[Collected data entries]
*** Begin section ***
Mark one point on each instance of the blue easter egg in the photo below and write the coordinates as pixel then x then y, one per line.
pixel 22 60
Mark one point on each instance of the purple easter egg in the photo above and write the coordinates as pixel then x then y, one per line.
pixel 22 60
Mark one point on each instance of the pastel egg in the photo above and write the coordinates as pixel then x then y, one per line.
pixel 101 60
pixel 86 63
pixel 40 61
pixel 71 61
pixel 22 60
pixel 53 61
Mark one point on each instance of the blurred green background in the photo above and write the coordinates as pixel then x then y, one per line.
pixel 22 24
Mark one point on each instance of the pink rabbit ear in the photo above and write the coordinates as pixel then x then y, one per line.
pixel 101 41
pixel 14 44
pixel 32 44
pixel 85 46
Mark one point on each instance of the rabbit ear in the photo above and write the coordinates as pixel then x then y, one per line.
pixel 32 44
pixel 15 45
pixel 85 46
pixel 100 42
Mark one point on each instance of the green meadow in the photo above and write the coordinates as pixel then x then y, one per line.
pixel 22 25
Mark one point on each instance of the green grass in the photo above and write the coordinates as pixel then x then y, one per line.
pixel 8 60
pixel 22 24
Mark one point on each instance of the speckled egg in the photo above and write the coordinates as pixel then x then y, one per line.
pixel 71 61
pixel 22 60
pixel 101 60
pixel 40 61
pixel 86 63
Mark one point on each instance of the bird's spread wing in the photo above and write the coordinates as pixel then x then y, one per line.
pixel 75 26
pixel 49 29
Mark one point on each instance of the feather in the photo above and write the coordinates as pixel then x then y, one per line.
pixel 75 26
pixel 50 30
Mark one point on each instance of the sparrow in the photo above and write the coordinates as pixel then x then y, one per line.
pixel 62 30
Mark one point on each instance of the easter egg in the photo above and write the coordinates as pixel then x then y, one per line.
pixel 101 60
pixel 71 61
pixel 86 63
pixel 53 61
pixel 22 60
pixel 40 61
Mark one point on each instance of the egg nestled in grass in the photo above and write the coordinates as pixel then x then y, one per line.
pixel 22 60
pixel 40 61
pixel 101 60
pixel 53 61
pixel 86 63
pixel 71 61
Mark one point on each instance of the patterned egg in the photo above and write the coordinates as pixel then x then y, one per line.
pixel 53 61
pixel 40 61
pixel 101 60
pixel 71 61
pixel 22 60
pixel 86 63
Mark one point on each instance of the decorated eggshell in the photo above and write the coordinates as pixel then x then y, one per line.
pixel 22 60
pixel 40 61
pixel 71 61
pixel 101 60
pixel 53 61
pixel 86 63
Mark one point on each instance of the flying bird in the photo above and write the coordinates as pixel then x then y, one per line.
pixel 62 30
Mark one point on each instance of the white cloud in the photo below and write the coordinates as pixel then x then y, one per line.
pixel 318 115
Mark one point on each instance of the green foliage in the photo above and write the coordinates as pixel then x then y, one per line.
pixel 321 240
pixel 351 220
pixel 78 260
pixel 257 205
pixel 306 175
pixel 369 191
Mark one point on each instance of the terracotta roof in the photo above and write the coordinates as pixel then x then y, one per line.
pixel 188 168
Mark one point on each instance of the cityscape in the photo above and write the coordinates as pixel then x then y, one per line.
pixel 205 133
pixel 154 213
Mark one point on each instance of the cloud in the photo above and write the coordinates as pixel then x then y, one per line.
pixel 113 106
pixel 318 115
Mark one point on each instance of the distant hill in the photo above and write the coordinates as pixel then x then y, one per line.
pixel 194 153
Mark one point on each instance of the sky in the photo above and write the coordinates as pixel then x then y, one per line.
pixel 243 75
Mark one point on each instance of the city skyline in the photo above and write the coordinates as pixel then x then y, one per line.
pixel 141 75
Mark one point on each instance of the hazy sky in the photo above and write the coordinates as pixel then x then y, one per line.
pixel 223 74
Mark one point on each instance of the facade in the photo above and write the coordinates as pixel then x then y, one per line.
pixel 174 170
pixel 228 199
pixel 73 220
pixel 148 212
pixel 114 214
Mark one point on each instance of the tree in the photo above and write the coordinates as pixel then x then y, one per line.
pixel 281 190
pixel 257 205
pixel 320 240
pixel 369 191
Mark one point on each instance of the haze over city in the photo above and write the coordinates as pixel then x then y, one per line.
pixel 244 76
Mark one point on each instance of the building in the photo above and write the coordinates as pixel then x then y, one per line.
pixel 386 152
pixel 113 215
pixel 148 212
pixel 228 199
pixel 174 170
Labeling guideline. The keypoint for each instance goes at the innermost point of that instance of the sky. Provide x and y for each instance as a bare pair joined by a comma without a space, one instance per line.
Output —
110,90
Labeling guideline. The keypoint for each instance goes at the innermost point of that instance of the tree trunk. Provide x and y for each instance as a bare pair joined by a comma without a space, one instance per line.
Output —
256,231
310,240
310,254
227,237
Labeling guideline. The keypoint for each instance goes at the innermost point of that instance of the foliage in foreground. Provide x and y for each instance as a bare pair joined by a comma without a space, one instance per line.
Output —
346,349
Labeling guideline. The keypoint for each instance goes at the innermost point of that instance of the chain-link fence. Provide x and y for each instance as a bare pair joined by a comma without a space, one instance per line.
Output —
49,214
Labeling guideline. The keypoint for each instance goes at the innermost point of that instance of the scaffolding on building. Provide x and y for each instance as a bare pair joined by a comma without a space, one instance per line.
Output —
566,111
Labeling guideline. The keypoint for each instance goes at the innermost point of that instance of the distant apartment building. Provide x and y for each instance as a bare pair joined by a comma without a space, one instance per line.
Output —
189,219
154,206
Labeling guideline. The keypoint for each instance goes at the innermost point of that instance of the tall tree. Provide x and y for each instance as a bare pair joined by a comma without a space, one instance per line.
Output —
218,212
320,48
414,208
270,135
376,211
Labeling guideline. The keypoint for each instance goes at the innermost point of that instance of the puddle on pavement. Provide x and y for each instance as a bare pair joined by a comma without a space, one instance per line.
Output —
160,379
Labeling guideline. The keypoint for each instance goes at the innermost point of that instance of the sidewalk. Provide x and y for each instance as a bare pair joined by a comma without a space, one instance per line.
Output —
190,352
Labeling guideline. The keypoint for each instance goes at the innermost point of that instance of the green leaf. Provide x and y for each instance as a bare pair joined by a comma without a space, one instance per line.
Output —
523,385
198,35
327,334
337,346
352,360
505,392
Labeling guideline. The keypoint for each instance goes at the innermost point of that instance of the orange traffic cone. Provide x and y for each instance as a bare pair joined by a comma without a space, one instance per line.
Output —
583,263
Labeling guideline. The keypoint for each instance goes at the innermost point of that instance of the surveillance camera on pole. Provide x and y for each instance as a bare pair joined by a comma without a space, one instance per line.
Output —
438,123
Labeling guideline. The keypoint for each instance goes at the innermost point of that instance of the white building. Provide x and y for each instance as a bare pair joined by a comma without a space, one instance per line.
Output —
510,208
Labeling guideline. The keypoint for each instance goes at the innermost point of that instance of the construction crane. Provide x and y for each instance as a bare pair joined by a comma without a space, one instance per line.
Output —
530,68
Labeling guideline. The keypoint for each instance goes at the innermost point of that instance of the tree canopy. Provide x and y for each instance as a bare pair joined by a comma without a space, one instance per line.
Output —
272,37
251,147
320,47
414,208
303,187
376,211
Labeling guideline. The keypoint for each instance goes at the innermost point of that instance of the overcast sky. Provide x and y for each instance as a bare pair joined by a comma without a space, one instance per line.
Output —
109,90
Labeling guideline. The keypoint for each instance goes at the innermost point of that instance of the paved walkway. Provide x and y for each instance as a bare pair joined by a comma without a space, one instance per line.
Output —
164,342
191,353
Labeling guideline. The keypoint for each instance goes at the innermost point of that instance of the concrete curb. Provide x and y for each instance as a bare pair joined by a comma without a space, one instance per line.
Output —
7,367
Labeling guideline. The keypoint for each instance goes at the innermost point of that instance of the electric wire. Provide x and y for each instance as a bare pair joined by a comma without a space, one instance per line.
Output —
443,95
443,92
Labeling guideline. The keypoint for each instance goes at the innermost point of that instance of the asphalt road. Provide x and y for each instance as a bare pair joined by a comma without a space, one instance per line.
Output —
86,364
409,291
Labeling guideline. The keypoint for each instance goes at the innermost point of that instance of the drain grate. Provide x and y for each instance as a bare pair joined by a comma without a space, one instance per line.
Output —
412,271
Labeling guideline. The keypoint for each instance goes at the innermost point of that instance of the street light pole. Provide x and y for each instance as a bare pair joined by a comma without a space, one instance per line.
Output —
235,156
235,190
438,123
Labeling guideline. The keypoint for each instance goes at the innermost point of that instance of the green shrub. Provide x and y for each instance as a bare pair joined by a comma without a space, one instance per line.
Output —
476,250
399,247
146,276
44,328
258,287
*** End section ***
(The problem)
Scan the data above for the string "pole" and copy each line where it appears.

(Worked solution)
Labeling guideline. The keypoint for each instance goes at the innermost point of that instance of the surveillance camera on pole. Provide x and y for each instance as a bare pair joined by a comma without a space, one instance per line.
Labeling guideline. The keypoint for each instance goes at the innermost point of that instance of the street light pole. Provide x and y for each instance as a bare pair joined by a comma without a space, one instance per line.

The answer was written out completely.